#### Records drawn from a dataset
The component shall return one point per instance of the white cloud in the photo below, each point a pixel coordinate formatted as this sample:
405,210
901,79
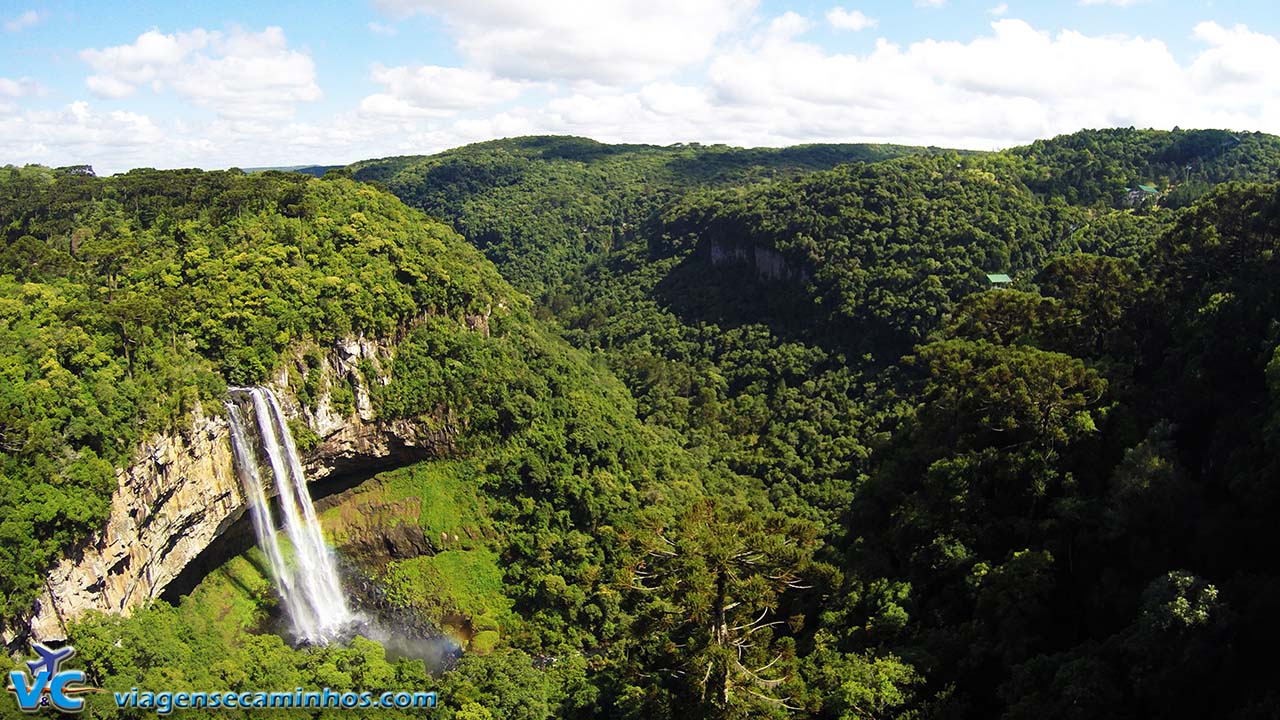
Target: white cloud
22,22
1238,60
435,91
77,132
1010,86
237,74
849,19
617,42
766,83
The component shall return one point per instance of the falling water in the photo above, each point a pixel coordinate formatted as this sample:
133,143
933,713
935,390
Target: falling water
310,589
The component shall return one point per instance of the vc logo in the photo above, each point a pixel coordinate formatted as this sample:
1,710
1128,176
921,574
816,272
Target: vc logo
46,683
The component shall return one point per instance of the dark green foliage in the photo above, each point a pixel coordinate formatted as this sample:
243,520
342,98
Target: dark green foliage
835,475
127,301
1022,500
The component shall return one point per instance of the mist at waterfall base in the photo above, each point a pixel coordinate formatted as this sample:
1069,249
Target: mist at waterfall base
310,587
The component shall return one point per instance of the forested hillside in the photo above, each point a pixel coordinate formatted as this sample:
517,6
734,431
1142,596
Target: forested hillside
1041,501
749,434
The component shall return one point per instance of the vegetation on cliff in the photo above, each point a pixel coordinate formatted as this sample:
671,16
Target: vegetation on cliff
796,456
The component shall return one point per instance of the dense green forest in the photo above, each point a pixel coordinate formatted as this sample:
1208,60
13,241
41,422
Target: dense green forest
752,434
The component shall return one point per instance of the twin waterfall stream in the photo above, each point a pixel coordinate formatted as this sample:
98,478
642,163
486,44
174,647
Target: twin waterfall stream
309,584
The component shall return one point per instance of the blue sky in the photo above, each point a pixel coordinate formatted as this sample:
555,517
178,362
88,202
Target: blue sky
220,83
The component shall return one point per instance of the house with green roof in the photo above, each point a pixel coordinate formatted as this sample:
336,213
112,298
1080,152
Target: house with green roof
1141,194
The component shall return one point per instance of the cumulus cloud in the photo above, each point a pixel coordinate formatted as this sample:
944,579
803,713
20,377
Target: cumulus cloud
617,42
236,74
766,82
435,91
74,133
849,19
22,22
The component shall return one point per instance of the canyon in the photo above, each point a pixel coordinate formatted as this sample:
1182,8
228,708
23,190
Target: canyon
182,491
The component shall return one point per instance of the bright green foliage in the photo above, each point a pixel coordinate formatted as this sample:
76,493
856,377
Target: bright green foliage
126,301
835,472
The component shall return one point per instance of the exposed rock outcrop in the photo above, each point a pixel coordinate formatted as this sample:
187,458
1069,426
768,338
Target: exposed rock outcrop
768,264
182,491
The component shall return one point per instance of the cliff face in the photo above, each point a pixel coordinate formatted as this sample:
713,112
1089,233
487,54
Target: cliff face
767,263
182,491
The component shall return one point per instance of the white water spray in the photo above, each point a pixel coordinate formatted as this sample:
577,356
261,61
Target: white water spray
310,589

#### EXERCISE REQUIREMENTS
Leave out the pictures and repeat the remaining data exactly.

#### TASK RESULT
The component shall return one point per instance of the white cloud in the photo below, each point a pixel coordinate formatted as this sample:
405,210
901,79
Target: white cloud
22,22
1238,60
435,91
77,132
1010,86
237,74
849,19
617,42
766,83
The component shall return one point per instance of the falling water in the photo above, each point a pixel coordinate formatted as this sample:
133,143
933,713
935,390
Target: falling water
310,589
The component shall return one point per instance of the vc logo in the photo above, each point a pixel coordinate formatted as this sample:
1,710
1128,176
921,574
816,272
Target: vc logo
46,683
The component shall return one point per instance of the dark green foliage in the photo above, each point a pixel coordinate formatted as this sample:
243,520
342,98
Target: dark green foliage
835,475
127,301
1022,500
The component shall return one point per instance of the mist at waterfall base in the photo above, each point a pixel coordinate formatted as this sample:
1069,249
Target: mist at waterfall base
310,587
The component shall return one point per instance of the forested hillside in the photo above, each point a pixel coordinate formatted as this sample:
517,6
734,431
1142,596
Target: forested hillside
1041,501
749,434
The component shall return one point per instance of the vegetation on cliff in the photo above, each point a pixel coordinate formatted as this sample:
671,16
Target: vegetation on cliff
796,456
The component shall return one point per instance of the dense green forest in the photo above, each point a pixel coordinate formatted as this sample:
1208,60
13,241
41,422
Target: dense green forest
752,434
The component shall return one point per instance of the twin waterfall stream in the photo above, each point a pixel coordinate formatted as this sample:
98,478
642,163
486,44
174,647
Target: twin waterfall stream
309,584
The component shall return one point per instance of the blue sky in the photo above, each point a pixel coordinate formatted as this sample:
555,517
178,362
88,202
Target: blue sky
220,83
The component shall return one point per instance of the house with green roof in the photo above, each point a pixel coordinate formatted as this sample:
336,213
112,298
1080,152
Target: house with green roof
1141,194
The component shall return one point per instance of the cumulus cloud in the photo above, each point a pixel coordinate formatted as this sample:
944,579
803,713
20,377
Target: cumulus cloud
617,42
236,74
766,82
435,91
74,133
849,19
22,22
The component shall return one point per instance of the canyon in the photo above, each point a pixel coordinate formatted as this sample:
1182,8
228,708
23,190
Target: canyon
182,491
The component shall return one point per instance of the bright green foliage in the photo above, each point a pixel coordinate formatted as this sample:
76,493
856,377
Target: bright green foliage
126,301
835,472
The component shall return one point per instance of the exposed rock outcrop in the photo above, each point a pixel coordinate formatted as this sample:
187,458
1069,426
768,338
Target: exposed rock outcrop
768,264
182,491
The component shall return one point per instance of the cliff face in the photo above, each point a pixel coordinate formatted as this sample:
713,112
1089,233
487,54
Target: cliff face
767,263
182,491
The component shall return one point per instance of the white water spray in the photo above, each point a pixel coordinate formatted as this sample:
577,356
261,61
Target: white water spray
310,589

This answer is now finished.